SOURCE PASSAGE:
---*---

← All posts

Read the whole model in an afternoon.

A guided tour of the public kit — two checkpoints, the architecture in a handful of files, and the scripts that check our work.

27 May 2026 The kit ~4 min read

"Open source" often means a weights file and a wave goodbye. We wanted the opposite: a repository small enough that a curious person could read everything that determines the model's behavior in a single sitting.

What's in the box

The public kit at github.com/TilelliLab/Tilelli-llm ships two checkpoints — an FP32 chat model and a ternary pretrain base, each about 39 MB — alongside chat.py, infer.py, the architecture in src/, a working trainer in scripts/, and a demo data slice. Apache-2.0 throughout.

The architecture, legibly

The three-pathway routed block — local convolution, sparse top-k attention, ternary dense feed-forward — lives in a handful of source files, not a sprawling framework. If you've read the architecture explainer, the code will line up with it section for section. That's deliberate: the docs describe the code, and the code is short enough to confirm them.

The scripts that keep us honest

Under reproduce/ are the checks behind our claims, with their results in results/. They recompute the documented numbers and exit non-zero if a claim drifts past ±5%. We wrote more about that discipline in "Every number is bound to a script."

Three commands to talk to it

Install the CPU-only PyTorch wheel, pip install -e . the repo, and run python chat.py. No GPU, no cloud, no API key — the whole thing is about 120 MB on disk. The full walkthrough is in INSTALL.md.

Fork it, break it, retrain it for under twenty dollars. A model you can read is a model you can trust — or disprove.

---*---

EXPLORE THE MATERIAL:
A - Answer from the kit tour, one line each:
(i) About how large is each of the two checkpoints?
(ii) How far can a claim drift before the scripts under reproduce/ exit non-zero?
(iii) About how much disk space does the whole thing take?
B - Turn the kit tour paragraph beginning "The public kit at github.com/TilelliLab/Tilelli-llm" into a short bulleted list that keeps its main facts.
C - Print the kit tour text between "Under reproduce/ are" and "trust — or disprove.", inclusive.

---*---

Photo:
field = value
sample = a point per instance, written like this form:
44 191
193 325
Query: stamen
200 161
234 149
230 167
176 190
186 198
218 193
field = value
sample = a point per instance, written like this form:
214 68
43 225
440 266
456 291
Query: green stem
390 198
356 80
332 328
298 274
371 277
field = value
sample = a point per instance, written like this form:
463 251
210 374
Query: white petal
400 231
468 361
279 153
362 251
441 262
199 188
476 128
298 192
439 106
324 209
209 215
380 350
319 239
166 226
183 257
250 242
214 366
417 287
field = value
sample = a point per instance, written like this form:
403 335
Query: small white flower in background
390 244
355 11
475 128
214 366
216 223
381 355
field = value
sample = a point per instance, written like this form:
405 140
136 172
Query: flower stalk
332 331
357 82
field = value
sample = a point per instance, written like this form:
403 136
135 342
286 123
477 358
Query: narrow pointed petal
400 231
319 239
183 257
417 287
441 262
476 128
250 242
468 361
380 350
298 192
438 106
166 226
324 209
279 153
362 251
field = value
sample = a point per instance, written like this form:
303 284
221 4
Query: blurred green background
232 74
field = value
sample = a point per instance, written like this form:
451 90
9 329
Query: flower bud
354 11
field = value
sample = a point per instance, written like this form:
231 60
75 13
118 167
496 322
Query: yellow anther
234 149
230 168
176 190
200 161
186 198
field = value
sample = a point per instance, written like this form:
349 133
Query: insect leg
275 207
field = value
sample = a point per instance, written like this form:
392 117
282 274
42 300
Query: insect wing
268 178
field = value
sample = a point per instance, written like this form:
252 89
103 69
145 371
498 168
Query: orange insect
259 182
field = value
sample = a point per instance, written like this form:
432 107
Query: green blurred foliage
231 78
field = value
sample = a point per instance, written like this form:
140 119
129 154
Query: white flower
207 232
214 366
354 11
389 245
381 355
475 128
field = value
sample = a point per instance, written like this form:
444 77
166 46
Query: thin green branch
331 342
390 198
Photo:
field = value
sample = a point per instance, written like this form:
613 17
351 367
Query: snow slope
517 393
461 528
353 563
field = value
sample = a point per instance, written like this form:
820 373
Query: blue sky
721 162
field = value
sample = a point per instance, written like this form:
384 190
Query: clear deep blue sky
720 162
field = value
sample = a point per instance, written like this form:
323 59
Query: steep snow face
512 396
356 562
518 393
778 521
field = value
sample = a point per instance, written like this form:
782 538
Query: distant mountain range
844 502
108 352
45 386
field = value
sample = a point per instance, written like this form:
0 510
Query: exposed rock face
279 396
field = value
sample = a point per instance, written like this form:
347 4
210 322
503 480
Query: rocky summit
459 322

---*---

ANSWERS FOR THIS EXERCISE:
A -
(i) About 39 MB each.
(ii) Past ±5%.
(iii) About 120 MB.

B -
- Repository: github.com/TilelliLab/Tilelli-llm
- Two checkpoints of about 39 MB each: an FP32 chat model and a ternary pretrain base
- chat.py and infer.py
- The architecture in src/
- A working trainer in scripts/
- A demo data slice
- License: Apache-2.0 throughout

C -
Under reproduce/ are the checks behind our claims, with their results in results/. They recompute the documented numbers and exit non-zero if a claim drifts past ±5%. We wrote more about that discipline in "Every number is bound to a script."

Three commands to talk to it

Install the CPU-only PyTorch wheel, pip install -e . the repo, and run python chat.py. No GPU, no cloud, no API key — the whole thing is about 120 MB on disk. The full walkthrough is in INSTALL.md.

Fork it, break it, retrain it for under twenty dollars. A model you can read is a model you can trust — or disprove.